*Stated task 1:*
Name the sites that the excerpt on PGP keys mentions by name as places where related questions or answers may have appeared.
*Stated task 2:*
Carry the excerpt on PGP keys forward from its final sentence.

*Text excerpt:*
Userids can only exist on the masterkey (what you call 'certify') not a subkey. If you take only the subkey packets, which you can split out from the file with some effort, anyone besides you won't know whose key it is unless they remember the mapping of a 16-digit or more hex string to your identity. The people who will do that can be counted on one hand -- after a gruesome power-tool accident has cut off all your fingers.

(If you really want to do this, search for gpgsplit; I have seen several Qs or As addressing related cases you should be able to generalize, but I don't recall if they were here, superuser, security.SX, or unix.SX.)

Another feature/benefit of the standard structure is that each recipient only needs to determine (and now that WoT has failed, configure) trust once on the masterkey and then all subkeys -- both those that now exist and any created in the future -- are automatically verified and trusted. If you distribute subkeys (plural) without the masterkey, each one must be handled manually, every time.

Sharing the public key of the encryption key to the keyserver, will it share certify key public key? If yes, is there any security issue with this?

Dataset items:
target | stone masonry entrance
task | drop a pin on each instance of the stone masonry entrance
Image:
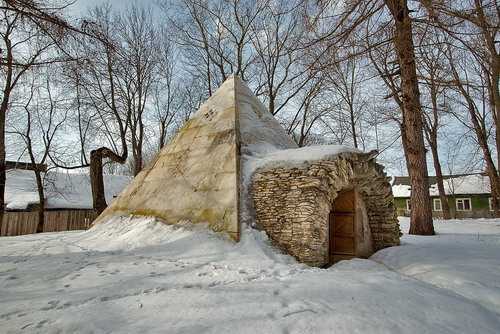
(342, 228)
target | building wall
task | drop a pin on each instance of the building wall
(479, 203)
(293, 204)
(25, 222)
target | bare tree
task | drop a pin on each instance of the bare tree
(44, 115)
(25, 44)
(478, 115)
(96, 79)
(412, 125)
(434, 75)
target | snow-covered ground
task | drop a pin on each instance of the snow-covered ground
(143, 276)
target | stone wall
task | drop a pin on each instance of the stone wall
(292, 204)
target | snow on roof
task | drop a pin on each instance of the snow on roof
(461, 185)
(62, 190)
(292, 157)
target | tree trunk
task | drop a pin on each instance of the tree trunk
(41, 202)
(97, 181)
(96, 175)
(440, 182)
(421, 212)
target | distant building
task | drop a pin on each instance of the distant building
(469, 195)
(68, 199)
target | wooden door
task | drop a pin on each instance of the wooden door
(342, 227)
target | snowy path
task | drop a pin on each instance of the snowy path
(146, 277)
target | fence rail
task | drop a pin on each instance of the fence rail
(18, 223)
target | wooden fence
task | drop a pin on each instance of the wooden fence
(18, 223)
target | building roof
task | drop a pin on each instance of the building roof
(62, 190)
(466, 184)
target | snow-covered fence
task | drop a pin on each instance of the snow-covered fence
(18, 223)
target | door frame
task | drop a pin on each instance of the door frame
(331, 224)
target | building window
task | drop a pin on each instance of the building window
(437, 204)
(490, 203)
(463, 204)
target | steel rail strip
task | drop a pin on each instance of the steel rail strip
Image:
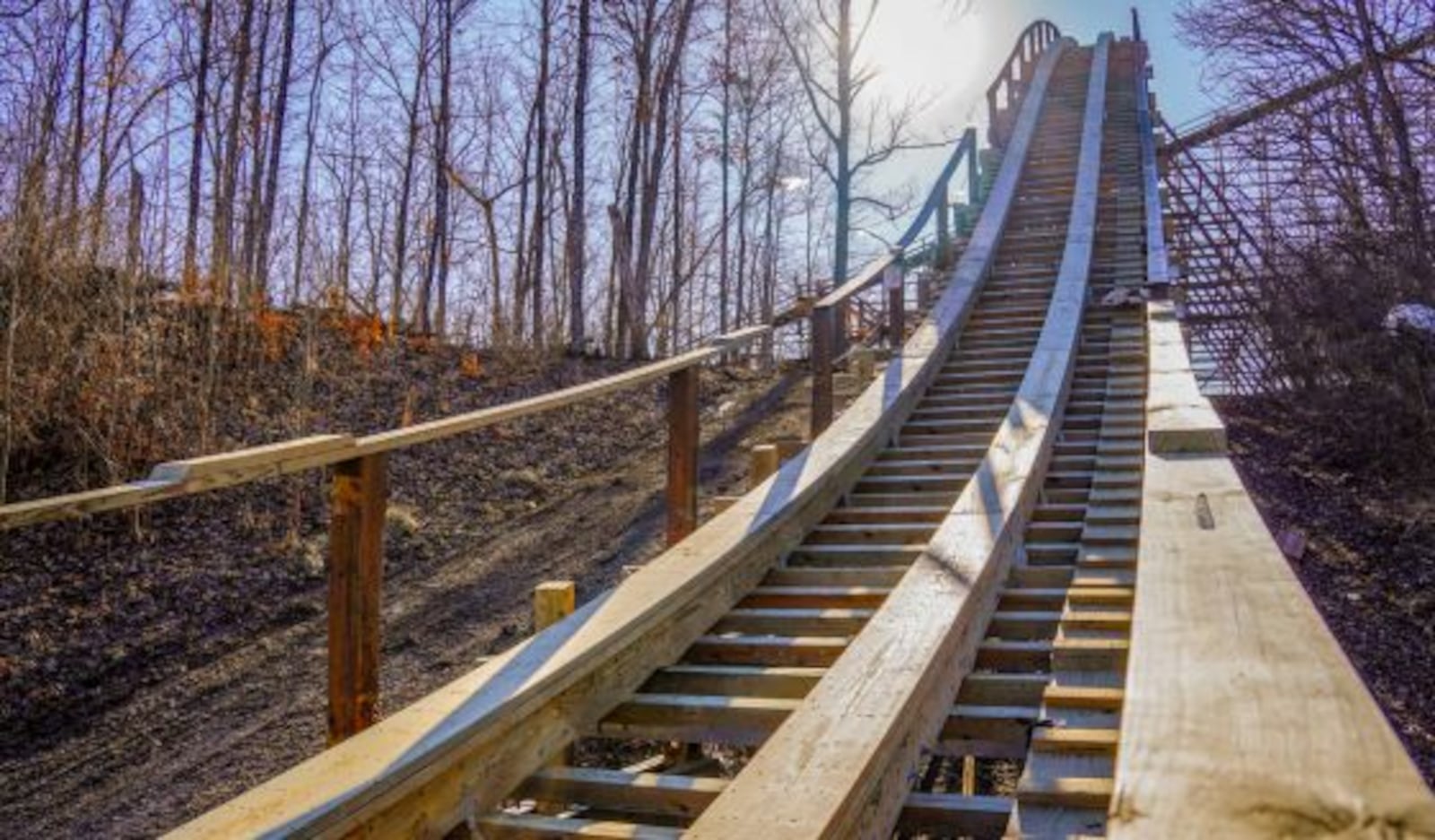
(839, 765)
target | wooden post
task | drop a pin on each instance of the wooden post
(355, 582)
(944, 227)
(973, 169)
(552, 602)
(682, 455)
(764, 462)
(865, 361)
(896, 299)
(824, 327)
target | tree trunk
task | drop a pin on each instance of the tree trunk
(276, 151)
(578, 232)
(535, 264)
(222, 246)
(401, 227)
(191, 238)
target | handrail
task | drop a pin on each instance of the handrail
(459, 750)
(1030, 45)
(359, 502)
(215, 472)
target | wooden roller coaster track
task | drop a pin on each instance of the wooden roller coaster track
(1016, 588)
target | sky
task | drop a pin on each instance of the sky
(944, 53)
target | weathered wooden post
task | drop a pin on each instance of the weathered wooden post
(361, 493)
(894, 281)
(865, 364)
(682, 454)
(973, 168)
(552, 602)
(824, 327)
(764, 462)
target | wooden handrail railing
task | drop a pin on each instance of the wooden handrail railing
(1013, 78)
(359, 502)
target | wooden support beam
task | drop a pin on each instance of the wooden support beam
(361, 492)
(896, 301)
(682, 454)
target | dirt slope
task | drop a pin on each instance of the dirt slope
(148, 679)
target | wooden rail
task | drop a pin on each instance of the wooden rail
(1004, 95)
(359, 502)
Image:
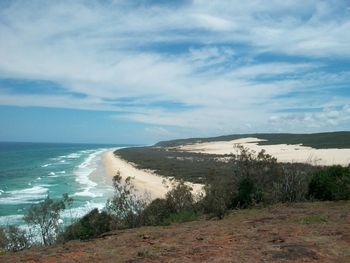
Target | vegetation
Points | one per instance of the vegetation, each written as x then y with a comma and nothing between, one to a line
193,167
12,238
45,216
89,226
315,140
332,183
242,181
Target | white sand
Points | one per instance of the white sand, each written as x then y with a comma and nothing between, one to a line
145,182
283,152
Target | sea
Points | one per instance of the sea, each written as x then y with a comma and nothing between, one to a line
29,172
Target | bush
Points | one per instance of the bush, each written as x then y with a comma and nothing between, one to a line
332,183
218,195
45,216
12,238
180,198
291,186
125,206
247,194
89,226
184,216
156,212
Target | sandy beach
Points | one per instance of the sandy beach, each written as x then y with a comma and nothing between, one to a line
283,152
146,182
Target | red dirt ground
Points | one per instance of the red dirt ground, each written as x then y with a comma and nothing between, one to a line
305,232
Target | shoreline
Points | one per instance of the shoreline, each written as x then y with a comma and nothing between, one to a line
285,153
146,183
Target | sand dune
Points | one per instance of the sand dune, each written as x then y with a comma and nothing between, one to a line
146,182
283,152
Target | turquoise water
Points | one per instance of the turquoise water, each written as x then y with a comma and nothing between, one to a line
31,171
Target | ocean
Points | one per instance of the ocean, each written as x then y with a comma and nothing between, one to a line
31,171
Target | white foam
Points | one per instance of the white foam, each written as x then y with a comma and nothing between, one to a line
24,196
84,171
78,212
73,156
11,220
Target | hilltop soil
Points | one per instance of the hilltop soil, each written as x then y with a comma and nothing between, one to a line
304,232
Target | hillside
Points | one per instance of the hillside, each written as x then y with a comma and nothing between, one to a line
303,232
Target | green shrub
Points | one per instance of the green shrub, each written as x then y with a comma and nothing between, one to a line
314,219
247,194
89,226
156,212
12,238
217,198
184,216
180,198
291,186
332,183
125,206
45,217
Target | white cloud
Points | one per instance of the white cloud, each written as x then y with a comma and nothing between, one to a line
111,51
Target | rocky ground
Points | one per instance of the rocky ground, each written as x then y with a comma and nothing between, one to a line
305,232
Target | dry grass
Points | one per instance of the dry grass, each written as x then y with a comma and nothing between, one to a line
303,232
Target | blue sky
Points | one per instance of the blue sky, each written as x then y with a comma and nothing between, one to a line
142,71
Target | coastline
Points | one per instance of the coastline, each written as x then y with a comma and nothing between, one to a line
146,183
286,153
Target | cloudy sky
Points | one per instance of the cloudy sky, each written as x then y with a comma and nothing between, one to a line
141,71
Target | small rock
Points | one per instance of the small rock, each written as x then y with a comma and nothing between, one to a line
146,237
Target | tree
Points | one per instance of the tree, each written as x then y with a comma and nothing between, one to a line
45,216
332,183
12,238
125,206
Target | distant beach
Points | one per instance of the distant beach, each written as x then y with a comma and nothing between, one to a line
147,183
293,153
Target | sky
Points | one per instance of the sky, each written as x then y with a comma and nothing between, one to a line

*Reply 1:*
superuser, security.SX, unix.SX

*Reply 2:*
Yes. There is definitely no cryptographic issue; knowing your masterkey does not compromise or weaken your subkey(s) in any way. Because as above the masterkey can and normally does include your userid, it does allow people who receive or fetch your key (cluster) to know "who" it belongs to, at least to the extent you put accurate and usable information in your userid (you aren't forced to do so). Since the purpose of publishing or distributing your key is normally to let other people know it is yours, this is not normally considered an issue, but it's your decision how you feel about it.

Note if you want to use multiple 'personas' and prevent other people from linking them, distributing only subkeys does NOT accomplish this; other people can identify that subkeys are signed/certified by the same masterkey even when they don't know the userid for that masterkey.